→ To be done
[1] In the article about the new novel, rewrite everything from "Her latest offering" down to "to the reader.", swapping "Hogmanay" for "New Year's Eve".
[2] Transcribe the rows below word for word, everything from the line containing "van is in this image." down to the line containing "271,18,463,260", including both of those lines.

→ Reading passage
Her latest offering is a poignant but hopeful journey through grief and the struggle to let go of those we have loved and lost. It follows Anna, whose husband Spencer was killed. Three years on, she still struggles to accept he is gone. On Hogmanay, she decides to phone Spencer’s number, just to hear his voice. But somebody else answers, and what emerges comes as much of a surprise to Anna as it does to the reader.

Mum-of-two grown-up daughters, Fiona tells P.S: “It is a change from a lot of the previous books I have written. Some people call it a born again debut. I had been asking my agent for a while whether I should change pen names. She’d say, ‘I don’t know, you have a really good reputation’. But there is no secret I have written under another name, so it’s the best of both worlds really.”

The 52-year-old, who lives in London, but whose retired journalist father is from Glasgow, reveals the plot was inspired by the TV show The Good Wife – and her mother-in-law.

She says: “There was a scene in the show where one of the main characters died unexpected­ly and had left half a message for someone they had been involved with but it wasn’t resolved. I was thinking about how awful it is to want to speak to someone so badly and just know that chance will never come again.

“That mixed with another memory. After my father-inlaw died, for a long time my mother-in-law kept his voice on the answer machine. Those two things came together. Then I sat on the idea for a couple of years as I couldn’t work out how to develop it. Every time I tried I thought it was similar to other things, like Cecelia Ahern’s P.S I Love You. I was chatting about that with my agent and she said, ‘Why don’t you just have somebody else on the end of the phone’. I said: ‘That’s it!’”

It was a eureka moment and the first draft was completed in eight months. She says: “I am hoping that this resonates with those who have lost someone.”

But it will also make readers smile. “Sometimes you just want to escape, so I am hoping this has enough of a light touch, as you don’t want to read anything too depressing, especially when real life is too tough.”

So what does her retired-writer father think of her novels? She laughs: “He is quite a stern, Scottish guy. He doesn’t deal with the touchy-feely stuff, but I do think he is proud.”

[Region annotation rows]
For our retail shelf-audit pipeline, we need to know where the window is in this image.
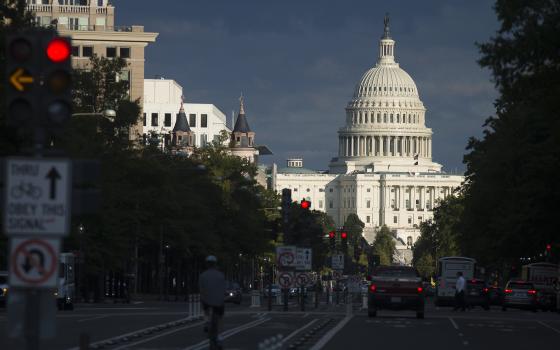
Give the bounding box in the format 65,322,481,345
82,46,93,57
106,47,117,57
119,47,130,58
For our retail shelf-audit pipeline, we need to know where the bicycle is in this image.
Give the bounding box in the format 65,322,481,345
208,307,223,350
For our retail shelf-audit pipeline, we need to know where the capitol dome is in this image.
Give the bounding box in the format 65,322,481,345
330,17,441,173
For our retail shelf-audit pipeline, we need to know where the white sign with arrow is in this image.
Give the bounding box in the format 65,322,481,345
4,158,72,236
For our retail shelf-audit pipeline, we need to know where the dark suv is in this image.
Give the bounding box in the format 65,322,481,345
465,278,490,310
502,281,538,311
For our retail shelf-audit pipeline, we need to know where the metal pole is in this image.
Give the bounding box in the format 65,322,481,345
24,289,40,350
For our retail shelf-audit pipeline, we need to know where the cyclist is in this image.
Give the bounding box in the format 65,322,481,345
198,255,226,343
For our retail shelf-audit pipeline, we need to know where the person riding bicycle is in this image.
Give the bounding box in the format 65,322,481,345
198,255,226,344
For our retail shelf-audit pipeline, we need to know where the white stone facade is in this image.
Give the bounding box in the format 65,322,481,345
272,19,464,263
143,79,231,147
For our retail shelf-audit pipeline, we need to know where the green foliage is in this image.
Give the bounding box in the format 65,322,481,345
461,0,560,267
372,225,396,265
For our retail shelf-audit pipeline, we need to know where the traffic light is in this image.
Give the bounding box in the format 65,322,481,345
340,231,348,252
6,29,72,139
329,231,336,250
41,37,72,134
6,33,40,128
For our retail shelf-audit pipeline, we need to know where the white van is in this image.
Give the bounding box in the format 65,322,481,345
435,256,476,306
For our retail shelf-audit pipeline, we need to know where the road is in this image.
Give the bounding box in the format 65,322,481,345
0,296,560,350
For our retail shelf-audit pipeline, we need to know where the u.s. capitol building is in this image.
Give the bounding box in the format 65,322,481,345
271,18,463,260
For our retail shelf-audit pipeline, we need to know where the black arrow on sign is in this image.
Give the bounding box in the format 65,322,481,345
45,167,60,199
21,249,45,275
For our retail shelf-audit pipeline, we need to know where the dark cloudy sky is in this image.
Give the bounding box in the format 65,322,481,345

→ Answers to the problems
[1]
Her latest offering is a poignant but hopeful journey through grief and the struggle to let go of those we have loved and lost. It follows Anna, whose husband Spencer was killed. Three years on, she still struggles to accept he is gone. On New Year's Eve, she decides to phone Spencer’s number, just to hear his voice. But somebody else answers, and what emerges comes as much of a surprise to Anna as it does to the reader.

[2]
For our retail shelf-audit pipeline, we need to know where the white van is in this image.
Give the bounding box in the format 65,322,481,345
435,256,476,306
For our retail shelf-audit pipeline, we need to know where the road is in this image.
Give the bounding box in the format 65,322,481,345
0,296,560,350
For our retail shelf-audit pipeline, we need to know where the u.s. capitol building is in this image.
Give the bounding box in the format 65,322,481,345
271,18,463,260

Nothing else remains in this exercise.